» ACTIVITY A
According to the text on structuring expert calls, what is the maximum number of open-ended questions a survey should include?
» ACTIVITY B
Quote everything from "Open broad to" down to "things to surface." in the text on structuring expert calls, word for word.

» STUDY TEXT
Structure follows the memo
Expert calls and qualitative work should follow a funnel structure that maps to the investment thesis.
Open broad to surface unknowns. "Walk me through how purchasing decisions for this product are made in your organization." This gives the expert room to share things the interviewer did not know to ask about. The best insights often come early, before the expert settles into answering specific questions. Experts know things that researchers do not know they need. Broad opening questions create space for those things to surface.
Move into structured blocks tied to the memo. Demand. Pricing. Competition. Product. Risk. Each block maps to a section of the investment thesis. Good interviews follow threads. But the guide keeps the conversation tied to the memo when experts go off track. Some experts love to talk. Without structure, 40 minutes will go to interesting tangents and five minutes will go to the questions that matter.
Close with stress tests and outliers. "What would need to happen for you to materially cut spend or switch?" These questions reveal edge cases and tail risks. They force the expert to think about scenarios rather than just describe the status quo. The status quo is what documents reveal. Scenarios are what experts are for.
Surveys follow different logic. Start with tight screeners. Only the right personas get through. Role, budget authority, product usage, region. A survey of the wrong people is worse than no survey at all. It produces data that looks rigorous but reflects the wrong population.
Build a spine of quantitative questions for comparability. Likert scales, ranges, multiple-choice. These create the structure that allows aggregation and comparison across respondents.
Add targeted open-ends where nuance matters. But never more than two or three open-ends. Respondents stop trying after that. Survey fatigue is real. Long open-ended questions at the end of a survey get one-word answers or nothing at all.
Map every question to the model
Each question maps to a cell in the model. If no one can point to where the answer goes, the question does not belong in the guide.

» PROVIDED RECORDS

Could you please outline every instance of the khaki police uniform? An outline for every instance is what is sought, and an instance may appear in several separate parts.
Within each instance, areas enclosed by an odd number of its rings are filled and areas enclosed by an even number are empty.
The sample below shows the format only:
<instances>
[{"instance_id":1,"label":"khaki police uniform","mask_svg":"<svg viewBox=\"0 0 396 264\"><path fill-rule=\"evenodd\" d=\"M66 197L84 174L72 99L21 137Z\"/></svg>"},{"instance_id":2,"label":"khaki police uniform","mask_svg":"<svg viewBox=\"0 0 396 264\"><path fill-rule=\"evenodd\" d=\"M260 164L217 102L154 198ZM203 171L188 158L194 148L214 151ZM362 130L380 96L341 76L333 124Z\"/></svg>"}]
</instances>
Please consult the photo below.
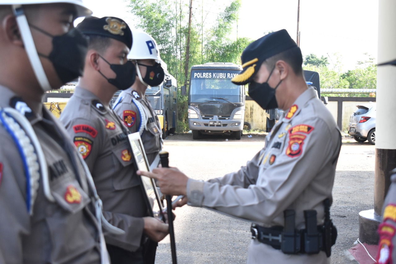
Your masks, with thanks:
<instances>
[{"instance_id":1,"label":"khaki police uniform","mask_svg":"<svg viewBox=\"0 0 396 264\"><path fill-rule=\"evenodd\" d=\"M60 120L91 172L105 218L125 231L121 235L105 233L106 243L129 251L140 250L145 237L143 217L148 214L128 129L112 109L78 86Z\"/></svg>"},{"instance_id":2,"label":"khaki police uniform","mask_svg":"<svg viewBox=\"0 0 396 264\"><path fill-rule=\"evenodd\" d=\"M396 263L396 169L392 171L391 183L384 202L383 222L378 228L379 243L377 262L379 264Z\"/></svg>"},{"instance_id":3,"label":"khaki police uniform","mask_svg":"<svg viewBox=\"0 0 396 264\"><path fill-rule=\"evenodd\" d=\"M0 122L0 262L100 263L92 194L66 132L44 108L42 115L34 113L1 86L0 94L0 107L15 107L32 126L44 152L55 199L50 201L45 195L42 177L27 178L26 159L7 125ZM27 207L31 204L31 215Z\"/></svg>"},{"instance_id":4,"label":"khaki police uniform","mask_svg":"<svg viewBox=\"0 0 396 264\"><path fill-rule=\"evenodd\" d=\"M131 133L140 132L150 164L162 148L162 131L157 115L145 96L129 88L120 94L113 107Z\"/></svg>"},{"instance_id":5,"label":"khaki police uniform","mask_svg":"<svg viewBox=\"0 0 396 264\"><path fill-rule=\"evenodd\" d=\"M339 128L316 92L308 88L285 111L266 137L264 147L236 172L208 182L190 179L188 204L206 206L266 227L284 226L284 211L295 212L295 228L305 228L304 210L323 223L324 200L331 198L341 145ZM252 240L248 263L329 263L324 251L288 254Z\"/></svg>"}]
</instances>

» WRITTEN REPLY A
Two or three.

» WRITTEN REPLY B
Open broad to surface unknowns. "Walk me through how purchasing decisions for this product are made in your organization." This gives the expert room to share things the interviewer did not know to ask about. The best insights often come early, before the expert settles into answering specific questions. Experts know things that researchers do not know they need. Broad opening questions create space for those things to surface.